Turn every line of the listing below into a Markdown table with two columns: No. for the row number and Line for the text of that line. Leave out any blank lines.

================================

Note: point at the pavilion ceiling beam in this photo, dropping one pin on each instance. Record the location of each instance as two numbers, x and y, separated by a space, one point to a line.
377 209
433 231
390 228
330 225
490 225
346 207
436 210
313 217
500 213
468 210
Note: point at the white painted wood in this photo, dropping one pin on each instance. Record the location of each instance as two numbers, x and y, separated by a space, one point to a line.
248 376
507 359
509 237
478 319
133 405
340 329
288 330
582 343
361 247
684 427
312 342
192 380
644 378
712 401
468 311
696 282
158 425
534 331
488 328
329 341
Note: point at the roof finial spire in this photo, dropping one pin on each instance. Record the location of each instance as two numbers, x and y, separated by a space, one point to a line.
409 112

================================

● **Result of this task**
| No. | Line |
|---|---|
| 1 | Note: point at the pavilion ceiling beam in this photo, dropping one pin on each instance. Record the location of each instance as two numbers, x and y, separated by a space, one point to a line. |
| 2 | 377 209 |
| 3 | 433 231 |
| 4 | 390 228 |
| 5 | 330 225 |
| 6 | 490 225 |
| 7 | 346 207 |
| 8 | 436 210 |
| 9 | 313 217 |
| 10 | 500 213 |
| 11 | 468 210 |
| 12 | Note: point at the white painted wood in this photo, dropping one pin on each instance. Record the location of each instance as two numbers, x and y, separated by a space, one point to a line. |
| 13 | 248 376 |
| 14 | 507 359 |
| 15 | 509 237 |
| 16 | 478 319 |
| 17 | 133 405 |
| 18 | 340 329 |
| 19 | 288 330 |
| 20 | 582 343 |
| 21 | 361 247 |
| 22 | 684 427 |
| 23 | 312 342 |
| 24 | 192 380 |
| 25 | 644 378 |
| 26 | 712 401 |
| 27 | 468 311 |
| 28 | 696 282 |
| 29 | 158 425 |
| 30 | 534 331 |
| 31 | 488 328 |
| 32 | 329 341 |
| 33 | Note: point at the roof finial spire in this photo, dropping one pin on each instance. Record the location of each instance as two numbers, x and y, separated by a space, one point to a line. |
| 34 | 409 112 |